### PROMPT
Scan the records for the word "statue". Report each line where it occurs.

### MATERIAL SUPPLIED
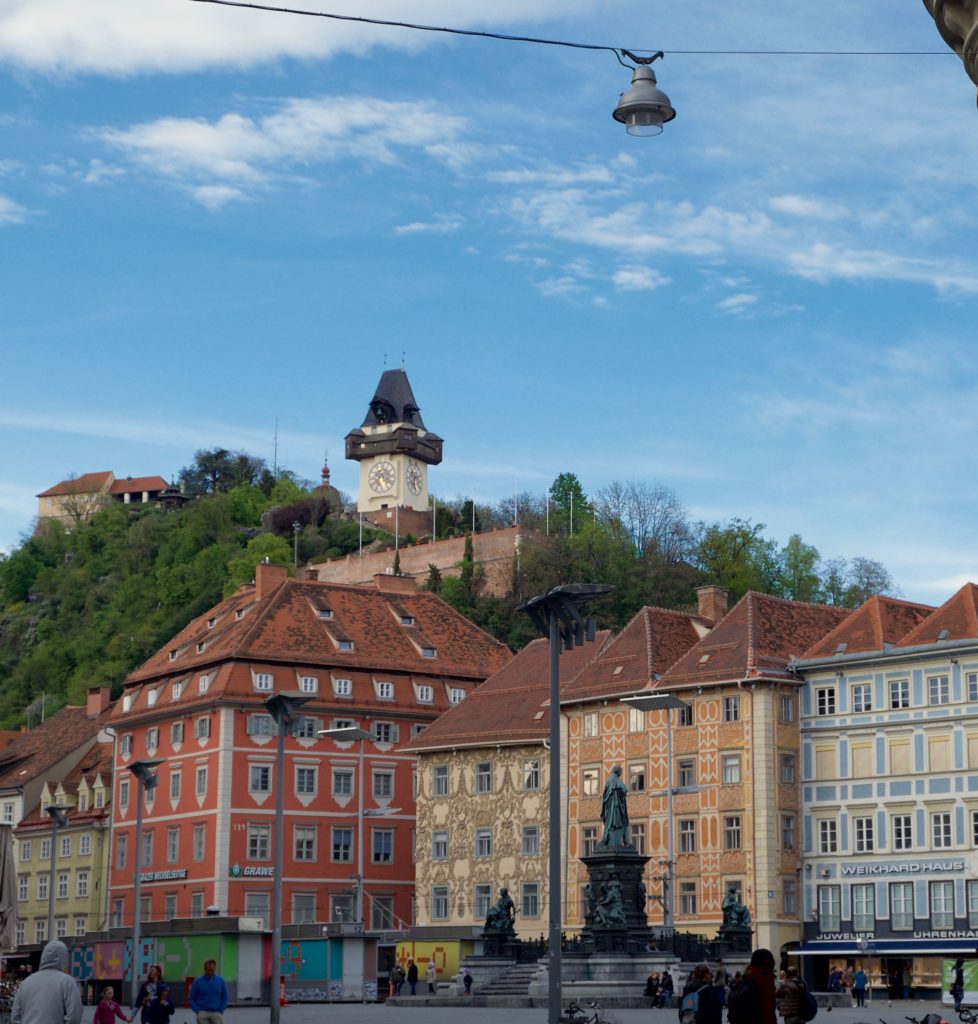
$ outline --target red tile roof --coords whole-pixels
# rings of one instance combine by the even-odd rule
[[[933,611],[933,605],[874,594],[810,647],[802,658],[881,651],[885,644],[899,643]]]
[[[53,498],[59,494],[95,494],[98,491],[104,491],[111,479],[111,470],[106,470],[104,473],[82,473],[81,476],[76,476],[73,480],[62,480],[54,487],[41,491],[36,497]]]
[[[662,677],[657,688],[751,678],[794,678],[788,662],[851,612],[779,597],[745,594],[709,636]]]
[[[51,793],[55,792],[60,783],[66,798],[74,801],[74,807],[68,816],[68,820],[72,825],[79,825],[86,821],[97,821],[108,816],[112,797],[112,758],[113,744],[111,742],[96,743],[63,779],[51,778],[48,787]],[[89,790],[91,790],[99,776],[102,777],[102,783],[106,787],[105,806],[93,807],[90,802],[87,811],[79,811],[77,803],[78,787],[81,785],[82,779],[88,783]],[[28,829],[50,828],[51,819],[45,809],[38,804],[28,811],[21,820],[20,825]]]
[[[93,742],[109,713],[89,718],[86,707],[68,705],[37,728],[23,733],[0,750],[0,790],[19,788],[33,781],[72,751]]]
[[[125,480],[116,480],[109,494],[142,494],[143,491],[162,491],[169,486],[161,476],[127,476]]]
[[[975,638],[978,638],[978,586],[966,583],[920,625],[906,633],[896,646],[914,647],[918,644],[935,644],[941,640]]]
[[[562,688],[561,703],[614,697],[652,686],[709,626],[707,619],[685,612],[642,608],[600,657]]]
[[[403,625],[402,614],[412,623]],[[352,649],[341,650],[342,642]],[[425,648],[434,656],[425,657]],[[286,579],[261,598],[254,586],[239,588],[132,672],[126,686],[135,712],[149,707],[146,694],[160,682],[213,673],[205,695],[188,686],[180,698],[181,704],[210,703],[221,694],[254,695],[252,670],[278,671],[274,689],[295,690],[305,668],[352,679],[354,703],[362,706],[376,703],[378,675],[423,678],[444,689],[451,682],[481,683],[511,657],[505,644],[434,594]],[[119,703],[117,718],[124,714]]]
[[[561,690],[607,648],[611,633],[560,656]],[[414,752],[497,743],[539,743],[550,732],[550,644],[534,640],[461,704],[445,712],[412,740]]]

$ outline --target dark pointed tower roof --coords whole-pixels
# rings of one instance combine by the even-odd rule
[[[376,427],[384,423],[410,423],[419,430],[426,429],[404,370],[384,370],[361,426]]]

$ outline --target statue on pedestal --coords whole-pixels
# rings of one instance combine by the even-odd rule
[[[611,769],[608,781],[601,795],[601,820],[604,835],[599,846],[629,846],[628,835],[628,789],[621,781],[621,765]]]
[[[750,911],[737,899],[737,890],[730,886],[723,897],[723,924],[726,928],[750,928]]]
[[[509,889],[503,886],[499,890],[499,899],[494,907],[489,908],[486,924],[487,932],[512,932],[516,930],[516,906],[509,895]]]
[[[624,928],[625,923],[621,883],[617,878],[612,878],[605,884],[601,899],[594,907],[594,925],[596,928]]]

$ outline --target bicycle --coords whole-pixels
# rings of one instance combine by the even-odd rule
[[[607,1017],[602,1017],[603,1007],[593,1000],[587,1004],[594,1012],[588,1016],[586,1010],[582,1010],[577,1003],[571,1001],[564,1010],[561,1021],[564,1024],[612,1024]]]
[[[961,1024],[978,1024],[978,1013],[975,1013],[970,1006],[962,1006],[958,1010],[958,1020]]]

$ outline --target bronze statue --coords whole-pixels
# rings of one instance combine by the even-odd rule
[[[628,789],[621,781],[621,765],[611,769],[608,781],[604,784],[601,795],[601,820],[604,822],[604,835],[601,846],[628,846]]]
[[[485,931],[487,932],[511,932],[515,930],[516,906],[509,889],[503,886],[499,890],[499,899],[496,905],[489,908],[486,917]]]
[[[601,899],[594,908],[594,924],[597,928],[624,928],[625,923],[621,883],[617,878],[613,878],[605,883]]]
[[[648,893],[645,891],[645,883],[641,878],[638,880],[638,892],[636,899],[638,901],[638,912],[640,914],[644,914],[645,904],[648,902]]]
[[[750,928],[750,911],[737,899],[737,890],[731,885],[723,897],[723,923],[727,928]]]

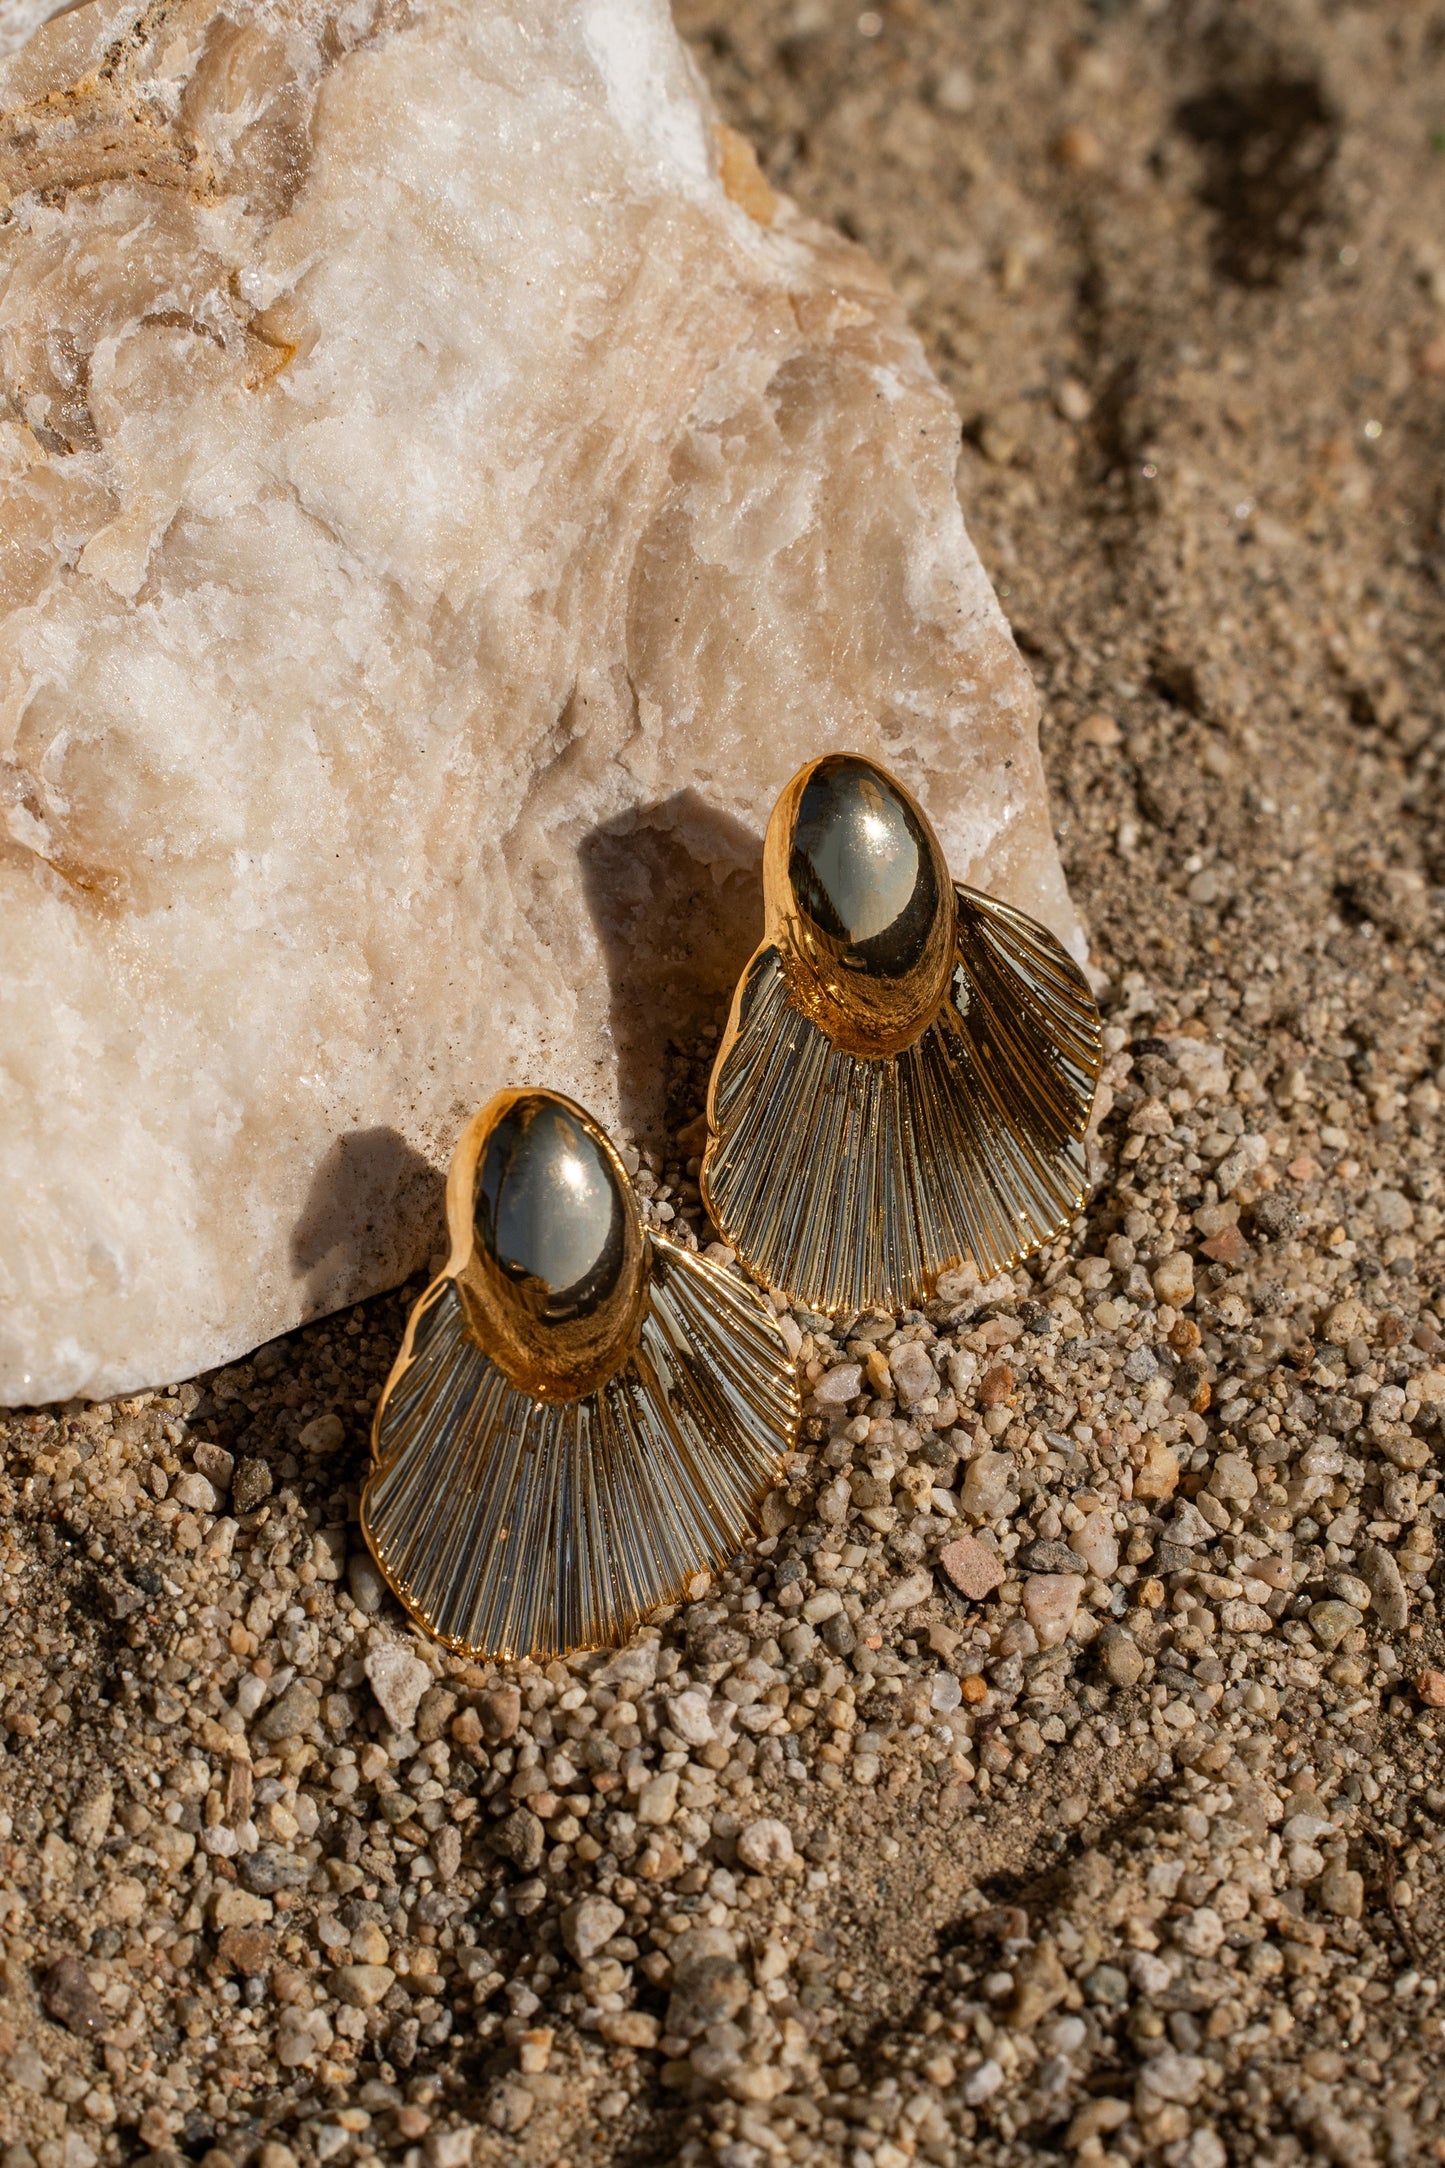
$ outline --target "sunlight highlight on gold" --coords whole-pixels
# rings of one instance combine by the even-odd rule
[[[798,1426],[782,1335],[644,1228],[611,1140],[558,1093],[483,1108],[447,1215],[377,1408],[366,1539],[448,1647],[624,1640],[755,1530]]]
[[[824,1313],[899,1310],[1066,1227],[1102,1041],[1061,943],[955,884],[922,808],[853,754],[789,783],[763,881],[700,1178],[748,1269]]]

### REPLY
$ outline --target statue on pedestal --coords whole-pixels
$ outline --target bronze statue --coords whole-pixels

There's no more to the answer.